Written exercise ▸
Answer these questions using the blog extract:
1. Who answered the phone when the Rasmussen Group called?
2. What is the apparently lifeless wood on the bonsai trees called?
3. Which Richard Rorty book does the writer mention reading?

Page extract ▸
Lifestyle Polling

The Rasmussen Group just called (Carole answered, but relayed the questions) & among the things they asked were:

  • Have you ever eaten pet food?
  • Does your partner have a nickname for your private parts?
  • If you had a duel with Dick Cheney, would you shoot him or would he shoot you?
  • Do you think Drew Carey is sexy?
  • Should men who are balding just shave their heads?

Of course, they also wanted to know about our credit card debt, age, marital status, income, political affiliation, etc. Is this Hillary Clinton’s pollster? This report from Rasmussen conceives of politics in a vocabulary so debased as to make clear thought impossible. If John McCain is the center of the American political spectrum, please shoot me now. But of course he is not the center. If you ask questions about policy on health care, the war, et al, McCain’s views are off the charts extreme; it is only when you employ code words such as “conservative” & the awful “liberal” that Hillary Clinton, of all people, comes out as some sort of screaming leftist harpy. I’d laugh if it weren’t so stupid. Americans are so fucking ignorant about political rhetoric it makes me want to cry.

Remarkable Bonsai / Richard Rorty

I just ran across these amazing photos of bonsai by Walter Pall, who has developed what bonsai purists call a “naturalistic” style, though the viewer unfamiliar with the formal styles of traditional bonsai might not choose the adjective “natural” to describe these tress. All that apparently lifeless wood, by the way, called jin, is part of the living tree. What one calls natural is, clearly, a matter of perspective & relationship. There is no one thing that is nature, of course, over against which there is something else, presumably a mind observing nature as if from the outside. There is no outside. Nor any inside, either. Can you tell I’ve been reading Richard Rorty’s Philosophy and Social Hope in between the Patrick O’Brian novels? It is one of those books that tells me what I already have already thought intuitively, but which gives me contextualized & clearly argued reasons for my sense of things.

Evil

Executing an innocent person — even a merely potentially innocent person — is surely the the depth of evil. This execution, going forward tomorrow, combines so many kinds of moral failure it staggers the imagination. (See Mark Keliman’s commentary here.) My stomach turns at the knowledge that the United States has an “Anti-terrorism and Effective Death Penalty Act” — the language combines Orwell’s vision of authoritarian corruption with Kafka’s sense of the nonchalant use of power in a perfect poem of moral darkness. Update: Davis’ life spared, but he still faces life in prison; if, as Mark Kleiman points out, he was spared because he is innocent of the crime for which he was convicted, he does not belong in prison.

[Image boundary annotation records]
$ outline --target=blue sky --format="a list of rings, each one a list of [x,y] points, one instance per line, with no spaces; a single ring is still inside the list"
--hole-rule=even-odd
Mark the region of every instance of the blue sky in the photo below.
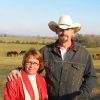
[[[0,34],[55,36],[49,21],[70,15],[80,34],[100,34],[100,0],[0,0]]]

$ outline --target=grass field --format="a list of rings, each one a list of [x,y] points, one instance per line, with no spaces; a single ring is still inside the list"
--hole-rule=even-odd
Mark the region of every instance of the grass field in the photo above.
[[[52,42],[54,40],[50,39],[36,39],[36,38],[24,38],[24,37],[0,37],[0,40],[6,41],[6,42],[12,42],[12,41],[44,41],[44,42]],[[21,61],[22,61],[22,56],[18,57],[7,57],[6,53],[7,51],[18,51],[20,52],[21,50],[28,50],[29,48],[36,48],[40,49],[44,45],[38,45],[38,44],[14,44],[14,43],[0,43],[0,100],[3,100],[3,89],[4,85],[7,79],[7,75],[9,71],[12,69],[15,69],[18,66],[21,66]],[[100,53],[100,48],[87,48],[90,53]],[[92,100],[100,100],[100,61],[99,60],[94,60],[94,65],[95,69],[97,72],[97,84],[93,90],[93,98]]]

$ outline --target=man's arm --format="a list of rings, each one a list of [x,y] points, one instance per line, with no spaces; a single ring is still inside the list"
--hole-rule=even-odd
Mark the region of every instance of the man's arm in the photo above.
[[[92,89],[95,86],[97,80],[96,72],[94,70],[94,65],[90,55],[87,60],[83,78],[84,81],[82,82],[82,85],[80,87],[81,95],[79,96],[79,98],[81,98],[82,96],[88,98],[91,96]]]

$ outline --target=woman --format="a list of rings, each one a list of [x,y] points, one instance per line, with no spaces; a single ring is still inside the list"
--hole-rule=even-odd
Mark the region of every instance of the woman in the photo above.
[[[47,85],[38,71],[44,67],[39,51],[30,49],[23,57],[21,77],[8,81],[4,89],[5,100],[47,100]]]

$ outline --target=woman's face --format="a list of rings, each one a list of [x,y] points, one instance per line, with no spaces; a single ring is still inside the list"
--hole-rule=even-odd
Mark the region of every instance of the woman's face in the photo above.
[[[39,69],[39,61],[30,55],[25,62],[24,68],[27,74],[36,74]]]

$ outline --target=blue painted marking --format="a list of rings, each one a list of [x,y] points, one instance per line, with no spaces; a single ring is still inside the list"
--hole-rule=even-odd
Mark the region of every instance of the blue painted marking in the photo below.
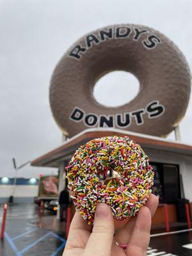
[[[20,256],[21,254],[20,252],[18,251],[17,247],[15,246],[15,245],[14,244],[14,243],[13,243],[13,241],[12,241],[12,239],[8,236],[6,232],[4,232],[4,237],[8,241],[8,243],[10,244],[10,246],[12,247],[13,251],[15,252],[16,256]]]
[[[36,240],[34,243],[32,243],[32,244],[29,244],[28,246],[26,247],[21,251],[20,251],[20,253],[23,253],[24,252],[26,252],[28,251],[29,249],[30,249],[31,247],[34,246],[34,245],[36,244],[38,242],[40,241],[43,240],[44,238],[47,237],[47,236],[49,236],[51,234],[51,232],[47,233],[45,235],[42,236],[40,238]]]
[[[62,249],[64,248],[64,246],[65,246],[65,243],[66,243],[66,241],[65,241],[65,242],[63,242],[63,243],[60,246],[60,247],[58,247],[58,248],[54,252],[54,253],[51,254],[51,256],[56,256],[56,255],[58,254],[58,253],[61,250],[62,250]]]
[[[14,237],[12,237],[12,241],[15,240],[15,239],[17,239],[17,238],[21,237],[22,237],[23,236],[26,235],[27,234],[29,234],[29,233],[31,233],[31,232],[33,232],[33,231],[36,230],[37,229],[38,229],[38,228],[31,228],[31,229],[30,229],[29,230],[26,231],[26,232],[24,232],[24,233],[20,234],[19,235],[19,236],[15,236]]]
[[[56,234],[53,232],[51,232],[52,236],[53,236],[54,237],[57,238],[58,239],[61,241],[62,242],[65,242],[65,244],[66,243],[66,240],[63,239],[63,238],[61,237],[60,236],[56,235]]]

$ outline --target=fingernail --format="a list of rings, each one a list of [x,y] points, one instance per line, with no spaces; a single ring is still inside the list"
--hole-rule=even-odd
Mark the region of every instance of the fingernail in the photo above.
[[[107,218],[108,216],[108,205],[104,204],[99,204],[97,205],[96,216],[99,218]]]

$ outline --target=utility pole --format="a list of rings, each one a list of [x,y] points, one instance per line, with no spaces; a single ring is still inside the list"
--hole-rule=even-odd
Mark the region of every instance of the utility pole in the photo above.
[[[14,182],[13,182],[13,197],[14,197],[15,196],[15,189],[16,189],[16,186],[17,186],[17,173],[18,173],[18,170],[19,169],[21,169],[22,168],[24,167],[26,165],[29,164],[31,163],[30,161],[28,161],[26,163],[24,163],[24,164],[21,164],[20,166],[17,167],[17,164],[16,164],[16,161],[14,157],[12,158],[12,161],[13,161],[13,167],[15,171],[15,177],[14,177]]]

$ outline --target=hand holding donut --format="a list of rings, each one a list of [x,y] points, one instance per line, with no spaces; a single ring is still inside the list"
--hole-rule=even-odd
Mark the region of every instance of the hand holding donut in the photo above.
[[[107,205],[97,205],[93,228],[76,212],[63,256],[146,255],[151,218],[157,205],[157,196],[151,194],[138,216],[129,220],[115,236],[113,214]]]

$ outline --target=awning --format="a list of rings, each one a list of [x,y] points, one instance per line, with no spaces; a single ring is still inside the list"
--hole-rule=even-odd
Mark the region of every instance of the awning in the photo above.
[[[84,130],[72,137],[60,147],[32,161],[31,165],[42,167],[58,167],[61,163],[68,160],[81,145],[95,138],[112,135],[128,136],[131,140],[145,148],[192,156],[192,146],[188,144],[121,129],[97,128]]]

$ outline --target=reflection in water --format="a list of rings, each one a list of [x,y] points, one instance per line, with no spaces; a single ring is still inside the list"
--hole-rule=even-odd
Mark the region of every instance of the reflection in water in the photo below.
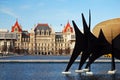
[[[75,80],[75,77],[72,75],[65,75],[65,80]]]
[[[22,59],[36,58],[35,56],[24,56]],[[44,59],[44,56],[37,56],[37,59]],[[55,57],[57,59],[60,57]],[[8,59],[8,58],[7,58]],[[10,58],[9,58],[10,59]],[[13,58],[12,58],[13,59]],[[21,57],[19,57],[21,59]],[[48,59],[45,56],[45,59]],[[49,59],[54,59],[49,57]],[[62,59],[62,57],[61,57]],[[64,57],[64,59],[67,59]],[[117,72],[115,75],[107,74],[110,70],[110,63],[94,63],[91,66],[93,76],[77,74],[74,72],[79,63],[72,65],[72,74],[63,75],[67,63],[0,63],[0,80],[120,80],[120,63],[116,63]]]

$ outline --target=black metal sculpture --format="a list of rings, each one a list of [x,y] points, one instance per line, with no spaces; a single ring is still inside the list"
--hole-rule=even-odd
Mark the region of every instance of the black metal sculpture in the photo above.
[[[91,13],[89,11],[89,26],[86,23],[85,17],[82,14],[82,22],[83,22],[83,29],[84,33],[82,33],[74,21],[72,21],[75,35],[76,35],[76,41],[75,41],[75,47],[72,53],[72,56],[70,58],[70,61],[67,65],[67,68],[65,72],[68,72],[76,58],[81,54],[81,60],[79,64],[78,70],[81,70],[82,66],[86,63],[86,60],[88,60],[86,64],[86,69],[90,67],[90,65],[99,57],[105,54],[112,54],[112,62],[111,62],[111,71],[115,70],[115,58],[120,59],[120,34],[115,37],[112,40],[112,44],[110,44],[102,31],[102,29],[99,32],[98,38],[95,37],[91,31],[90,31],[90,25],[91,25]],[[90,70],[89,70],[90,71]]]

Output of the exercise ▸
1. Carole
2. Jin
3. Philosophy and Social Hope